WHAT NEEDS TO BE DONE. Only one stretch of the listing below is wanted. Give it again exactly, from the line with "positive clicks: (226, 14)" through the line with "negative clicks: (154, 51) (124, 129)".

DATA.
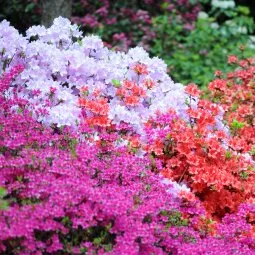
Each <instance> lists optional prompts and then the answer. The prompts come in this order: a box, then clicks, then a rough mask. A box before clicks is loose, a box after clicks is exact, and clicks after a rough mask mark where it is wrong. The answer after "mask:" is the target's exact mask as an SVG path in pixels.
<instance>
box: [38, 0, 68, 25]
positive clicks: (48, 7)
mask: <svg viewBox="0 0 255 255" xmlns="http://www.w3.org/2000/svg"><path fill="white" fill-rule="evenodd" d="M41 6H42V19H41V24H42V25H44V26H45V27H49V26H51V25H52V22H53V20H54V19H55V18H57V17H59V16H62V17H65V18H68V19H70V18H71V15H72V0H41Z"/></svg>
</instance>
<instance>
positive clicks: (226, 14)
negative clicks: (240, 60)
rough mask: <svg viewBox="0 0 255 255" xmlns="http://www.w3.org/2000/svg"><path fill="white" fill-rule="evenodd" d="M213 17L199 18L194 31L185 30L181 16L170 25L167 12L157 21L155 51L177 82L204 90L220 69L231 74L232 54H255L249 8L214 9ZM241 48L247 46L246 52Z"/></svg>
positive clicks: (153, 25)
mask: <svg viewBox="0 0 255 255" xmlns="http://www.w3.org/2000/svg"><path fill="white" fill-rule="evenodd" d="M209 14H210V15H212V16H211V17H210V16H209V17H206V14H205V15H204V16H205V17H203V18H198V20H197V21H196V24H195V29H194V30H192V31H190V32H188V31H184V30H183V28H182V24H181V23H180V20H178V16H176V17H175V18H173V17H171V22H170V17H169V16H168V15H167V14H166V13H165V14H164V15H161V16H158V17H157V18H155V19H154V20H153V26H154V30H155V32H156V34H157V37H156V39H155V40H154V44H153V47H152V49H151V52H152V54H154V55H158V56H160V57H161V58H163V59H164V60H165V61H166V63H167V64H168V66H169V71H170V75H171V76H172V77H173V78H174V80H176V81H178V82H181V83H183V84H185V85H186V84H188V83H191V82H194V83H196V84H197V85H199V86H202V87H203V86H206V85H207V84H208V83H209V82H210V81H211V80H212V79H213V78H214V75H213V74H214V72H215V71H216V70H222V71H226V72H228V71H229V68H230V67H228V66H227V64H226V60H227V57H228V56H229V55H240V54H242V56H241V57H242V58H243V57H251V56H254V55H255V46H254V43H253V41H252V39H253V38H252V37H251V36H250V34H251V33H252V32H253V30H254V21H253V19H252V18H251V17H250V16H249V9H248V8H247V7H244V6H238V7H236V8H234V9H231V10H229V9H226V10H225V9H223V10H221V9H212V10H211V11H210V12H209ZM241 45H243V46H245V51H244V52H240V50H239V47H240V46H241Z"/></svg>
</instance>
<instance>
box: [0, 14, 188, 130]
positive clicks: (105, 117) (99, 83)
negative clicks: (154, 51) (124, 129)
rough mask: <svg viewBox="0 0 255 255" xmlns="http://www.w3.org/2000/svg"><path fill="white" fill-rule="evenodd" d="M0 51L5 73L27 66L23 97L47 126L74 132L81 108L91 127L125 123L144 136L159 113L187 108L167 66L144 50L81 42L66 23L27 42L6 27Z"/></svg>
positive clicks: (67, 20) (62, 23) (25, 66)
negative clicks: (48, 125)
mask: <svg viewBox="0 0 255 255" xmlns="http://www.w3.org/2000/svg"><path fill="white" fill-rule="evenodd" d="M9 41H14V43H13V44H9ZM9 45H11V46H9ZM0 51H1V52H2V54H1V55H0V60H1V63H2V66H1V67H0V72H1V73H3V72H4V71H5V70H9V68H10V67H12V66H13V65H16V64H17V63H18V64H20V63H22V64H23V65H24V66H25V70H24V72H22V74H21V76H20V78H19V80H18V83H20V84H24V87H23V89H22V91H20V93H21V95H22V97H24V98H26V99H29V101H30V102H33V103H34V104H36V105H37V110H36V113H37V118H38V119H39V120H42V121H43V122H44V123H48V124H49V125H51V124H57V126H58V127H60V126H62V125H69V126H74V125H75V124H76V122H77V121H78V122H79V121H80V115H81V114H82V111H81V108H83V109H85V110H86V114H87V115H89V116H90V117H91V118H92V119H91V124H95V123H98V124H100V123H101V124H100V125H108V124H109V122H110V121H112V122H113V124H117V123H120V122H121V121H125V122H126V123H128V124H131V125H132V126H133V127H134V129H135V130H136V131H137V132H138V133H141V132H142V124H143V123H144V122H146V121H147V119H148V116H149V115H153V114H154V113H155V112H156V111H158V110H163V109H167V108H169V107H173V108H175V109H176V110H177V111H180V113H181V112H183V110H184V109H185V108H186V106H185V104H184V101H185V97H186V95H185V93H184V89H183V86H182V85H180V84H175V83H174V82H173V81H172V80H171V78H170V77H169V76H168V75H167V73H166V65H165V64H164V63H163V61H161V60H160V59H158V58H150V57H149V55H148V53H146V52H145V51H144V50H143V49H142V48H134V49H131V50H129V51H128V53H127V54H125V53H116V52H112V51H110V50H108V49H107V48H105V47H104V46H103V42H102V41H101V40H100V39H99V38H98V37H96V36H88V37H82V35H81V32H80V31H79V30H78V28H77V26H76V25H71V23H70V21H68V20H66V19H64V18H58V19H56V20H55V21H54V24H53V25H52V27H50V28H49V29H46V28H45V27H42V26H34V27H31V28H30V29H28V31H27V33H26V37H23V36H22V35H19V34H18V32H17V31H16V30H15V29H14V28H12V27H11V26H10V25H9V23H8V22H6V21H4V22H2V23H1V24H0ZM42 108H43V110H42ZM101 111H102V112H101ZM83 114H84V113H83ZM101 115H102V116H101Z"/></svg>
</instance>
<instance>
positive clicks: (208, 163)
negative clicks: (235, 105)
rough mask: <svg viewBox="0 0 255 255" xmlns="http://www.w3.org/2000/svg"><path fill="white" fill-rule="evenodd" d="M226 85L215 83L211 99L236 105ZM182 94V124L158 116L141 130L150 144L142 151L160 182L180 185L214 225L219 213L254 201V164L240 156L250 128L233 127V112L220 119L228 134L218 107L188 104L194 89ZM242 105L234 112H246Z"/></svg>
mask: <svg viewBox="0 0 255 255" xmlns="http://www.w3.org/2000/svg"><path fill="white" fill-rule="evenodd" d="M251 70H252V68H251V69H250V70H247V71H245V72H244V71H237V72H236V73H234V74H230V75H229V76H230V77H232V78H233V77H235V74H238V78H239V79H241V77H245V79H246V82H247V79H249V82H250V81H251V77H253V76H252V75H254V74H253V72H252V71H251ZM253 70H254V69H253ZM232 78H231V79H232ZM227 84H229V83H228V82H227V81H225V80H215V81H214V82H212V83H211V84H210V85H209V88H211V89H212V88H214V89H216V91H215V93H216V94H215V97H216V96H218V97H219V98H221V100H225V101H227V99H229V101H228V102H232V100H233V97H234V98H238V100H239V102H240V103H241V102H242V101H240V100H241V99H240V96H238V94H237V93H233V91H231V92H230V89H229V94H227V93H226V90H227ZM236 86H240V85H236ZM236 86H233V88H236ZM186 92H187V93H188V94H189V95H190V100H188V101H187V105H188V106H189V107H188V110H187V112H186V114H187V116H186V119H180V118H177V117H176V116H175V115H174V114H173V113H169V114H166V115H160V114H159V115H158V117H157V118H156V119H154V120H151V121H150V122H148V124H147V133H148V137H150V138H149V143H148V145H146V146H145V148H146V150H147V151H148V152H150V153H152V156H153V157H155V158H158V159H160V160H161V161H162V163H163V165H164V170H163V171H162V172H161V173H162V174H163V175H164V176H165V177H166V178H170V179H171V180H175V181H177V182H184V183H186V184H187V186H188V187H190V188H191V190H192V192H193V193H194V194H195V195H196V197H198V198H199V199H200V200H201V202H202V203H203V205H204V206H205V208H206V210H207V212H208V213H210V214H211V215H212V216H214V217H216V218H217V219H220V218H222V217H223V216H224V215H225V213H227V212H234V211H236V210H237V208H238V206H239V205H240V204H241V203H243V202H245V201H254V192H255V190H254V183H255V175H254V162H253V161H252V159H251V158H250V157H249V156H248V155H247V154H246V153H245V152H248V151H249V150H250V149H251V144H252V133H251V131H252V130H253V127H252V124H249V125H248V124H246V122H245V124H242V125H241V124H240V123H243V122H239V121H244V120H243V119H241V118H240V116H239V114H240V112H239V111H235V112H232V113H228V112H227V113H226V118H227V120H229V121H230V129H228V128H227V127H225V126H224V125H223V124H222V119H221V118H222V115H223V111H222V109H221V107H219V106H217V105H216V104H214V103H211V102H210V101H206V100H198V99H196V98H194V96H198V94H199V91H198V90H197V88H196V87H195V86H194V85H190V86H188V87H187V88H186ZM217 93H218V94H217ZM219 93H220V95H219ZM239 93H240V94H242V95H243V94H245V95H246V90H245V91H243V90H242V91H241V89H240V91H239ZM230 95H234V96H232V97H231V96H230ZM250 96H251V95H250ZM218 97H217V98H218ZM193 100H195V101H196V102H195V103H194V102H193ZM223 102H224V101H223ZM233 102H234V103H235V100H233ZM246 104H247V103H245V104H244V105H242V104H241V106H239V107H240V108H239V109H242V111H243V110H244V108H245V109H246V107H245V105H246ZM223 106H224V104H223ZM248 109H249V107H248ZM247 114H250V111H247ZM169 115H170V116H172V117H171V118H170V119H169ZM244 125H247V126H248V127H247V128H248V130H249V131H248V130H247V131H246V130H245V129H246V128H244V127H243V126H244ZM242 128H244V131H242ZM183 195H184V196H185V194H183ZM190 199H193V198H192V197H190Z"/></svg>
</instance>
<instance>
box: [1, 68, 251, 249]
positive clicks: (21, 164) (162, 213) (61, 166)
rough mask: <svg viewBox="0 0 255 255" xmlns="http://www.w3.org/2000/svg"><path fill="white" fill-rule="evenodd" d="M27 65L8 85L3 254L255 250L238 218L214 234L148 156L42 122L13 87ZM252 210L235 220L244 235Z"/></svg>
mask: <svg viewBox="0 0 255 255" xmlns="http://www.w3.org/2000/svg"><path fill="white" fill-rule="evenodd" d="M22 71H23V67H22V66H16V67H14V68H13V69H11V70H10V71H9V72H8V73H5V74H4V76H3V78H1V81H0V91H1V98H0V100H1V112H0V124H1V133H0V134H1V146H0V148H1V155H0V156H1V157H0V168H1V171H0V181H1V186H2V187H3V188H5V189H6V191H7V192H6V195H5V196H4V197H3V199H4V200H5V201H8V204H9V206H8V209H7V210H1V211H0V225H1V234H0V249H1V251H2V252H3V253H7V254H9V253H11V254H44V253H47V254H66V253H74V254H105V253H109V254H149V253H156V254H169V253H171V254H183V253H187V252H188V253H189V252H190V254H192V253H191V252H193V253H194V249H199V251H201V252H200V254H204V253H203V252H204V251H205V249H208V243H210V244H212V243H213V244H214V245H213V246H212V247H214V248H212V249H211V251H212V252H211V254H218V252H219V250H221V249H224V250H225V251H226V252H228V253H226V254H235V252H238V254H245V253H246V254H247V253H249V254H253V253H254V252H253V250H252V249H251V248H252V245H253V241H252V239H249V238H248V239H242V240H239V238H237V236H236V235H235V238H231V235H232V233H233V234H234V232H233V231H234V229H233V228H231V230H229V229H228V228H227V227H228V225H229V224H228V221H231V220H233V219H231V218H229V219H228V218H226V220H225V222H226V224H227V226H225V225H224V224H225V222H223V224H222V225H221V228H220V232H219V237H218V236H217V235H215V234H214V236H213V235H212V236H210V233H212V234H213V233H215V232H211V230H210V221H209V222H207V223H205V222H206V216H205V214H204V211H203V209H202V208H201V207H200V206H199V203H198V202H195V201H193V202H189V201H187V200H185V199H184V200H181V199H180V198H178V197H177V194H176V190H175V189H174V187H173V186H172V185H166V184H164V183H162V181H161V178H160V177H159V176H158V175H157V174H155V173H153V171H152V170H153V169H151V167H150V160H149V159H147V158H146V157H144V158H138V157H137V156H135V155H133V154H130V153H129V152H128V151H127V150H126V149H125V147H119V148H116V149H112V150H111V151H102V150H101V149H100V147H96V146H94V145H92V144H91V145H89V144H88V143H87V141H86V140H85V141H82V139H81V137H80V136H79V137H78V136H77V132H73V131H72V129H71V128H68V127H64V128H61V129H60V128H57V127H55V128H50V127H47V126H44V125H42V124H41V123H39V122H38V121H36V120H35V119H34V118H33V117H32V114H31V110H32V109H33V105H31V106H30V107H28V104H29V102H28V101H27V100H24V99H22V98H19V97H18V95H17V94H18V90H19V86H16V85H15V86H13V84H15V83H14V82H13V79H15V78H16V77H17V75H18V74H19V73H20V72H22ZM16 79H17V78H16ZM6 91H9V92H10V91H11V92H12V93H11V95H12V96H10V95H8V94H6ZM155 163H156V162H155ZM156 164H157V163H156ZM158 167H160V165H158ZM249 213H251V210H249ZM246 214H247V212H245V211H242V213H241V214H240V216H239V215H237V216H235V217H237V218H238V217H239V218H240V220H239V221H240V227H241V226H242V230H241V229H239V230H237V231H239V232H238V233H240V231H241V232H242V233H246V232H247V231H248V230H249V228H250V225H249V224H248V225H247V223H246V221H244V220H243V217H244V216H245V215H246ZM239 218H238V219H239ZM238 228H239V226H238ZM212 229H214V227H213V228H212ZM239 235H240V234H239ZM225 236H226V237H227V238H226V240H227V241H225V239H224V237H225ZM242 236H243V235H242ZM195 247H196V248H195ZM209 249H210V248H209ZM194 254H195V253H194Z"/></svg>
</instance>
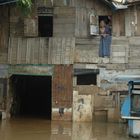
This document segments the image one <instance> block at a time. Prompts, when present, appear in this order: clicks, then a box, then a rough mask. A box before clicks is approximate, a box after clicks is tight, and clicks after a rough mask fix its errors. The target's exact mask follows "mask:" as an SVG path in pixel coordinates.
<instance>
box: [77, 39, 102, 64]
mask: <svg viewBox="0 0 140 140" xmlns="http://www.w3.org/2000/svg"><path fill="white" fill-rule="evenodd" d="M98 51H99V38H96V39H95V38H94V39H76V48H75V62H76V63H98V61H99V55H98V54H99V53H98Z"/></svg>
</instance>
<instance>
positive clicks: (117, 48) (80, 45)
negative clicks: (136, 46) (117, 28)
mask: <svg viewBox="0 0 140 140" xmlns="http://www.w3.org/2000/svg"><path fill="white" fill-rule="evenodd" d="M99 42H100V38H99V37H97V38H94V39H76V47H75V59H74V60H75V63H97V64H99V63H101V62H100V60H101V59H100V58H99ZM128 55H129V39H127V38H126V37H113V38H112V45H111V56H110V58H109V61H108V62H107V63H108V64H110V63H111V64H124V63H128ZM112 68H113V67H112Z"/></svg>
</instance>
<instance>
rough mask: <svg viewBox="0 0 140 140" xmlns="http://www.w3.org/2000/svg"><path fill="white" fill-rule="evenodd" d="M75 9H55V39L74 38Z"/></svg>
mask: <svg viewBox="0 0 140 140" xmlns="http://www.w3.org/2000/svg"><path fill="white" fill-rule="evenodd" d="M74 34H75V8H73V7H54V28H53V36H54V37H74Z"/></svg>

REPLY TO THE TASK.
positive clicks: (226, 14)
negative clicks: (240, 60)
rough mask: <svg viewBox="0 0 255 255" xmlns="http://www.w3.org/2000/svg"><path fill="white" fill-rule="evenodd" d="M213 17L199 18L194 31L185 30L181 16L170 25L167 12L157 21L155 51L177 82L204 90L220 69L231 74L232 54H255L249 8L214 9ZM241 48L247 46L246 52Z"/></svg>
positive clicks: (153, 25)
mask: <svg viewBox="0 0 255 255" xmlns="http://www.w3.org/2000/svg"><path fill="white" fill-rule="evenodd" d="M209 14H210V15H212V16H211V17H210V16H209V17H206V14H205V15H204V16H205V17H203V18H198V20H197V21H196V24H195V29H194V30H192V31H190V32H188V31H184V30H183V28H182V24H181V23H180V20H178V16H176V17H175V18H173V17H171V22H170V17H169V16H168V15H167V14H166V13H165V14H164V15H161V16H158V17H157V18H155V19H154V20H153V26H154V30H155V32H156V34H157V37H156V39H155V40H154V44H153V47H152V49H151V52H152V54H154V55H158V56H160V57H161V58H163V59H164V60H165V61H166V63H167V64H168V66H169V71H170V75H171V76H172V77H173V78H174V80H176V81H178V82H181V83H183V84H185V85H186V84H188V83H191V82H194V83H196V84H197V85H199V86H202V87H203V86H206V85H207V84H208V83H209V82H210V81H211V80H212V79H213V78H214V75H213V74H214V72H215V71H216V70H222V71H226V72H228V71H229V68H230V67H228V66H227V64H226V60H227V57H228V56H229V55H240V54H242V56H241V57H242V58H243V57H251V56H254V55H255V46H254V43H253V41H252V39H253V38H252V37H251V36H250V34H251V33H252V32H253V30H254V21H253V19H252V18H251V17H250V16H249V9H248V8H247V7H244V6H238V7H236V8H234V9H231V10H229V9H226V10H225V9H223V10H221V9H212V10H211V11H210V12H209ZM241 45H243V46H245V51H244V52H240V50H239V47H240V46H241Z"/></svg>
</instance>
<instance>
box: [0, 14, 188, 130]
positive clicks: (105, 117) (99, 83)
negative clicks: (154, 51) (124, 129)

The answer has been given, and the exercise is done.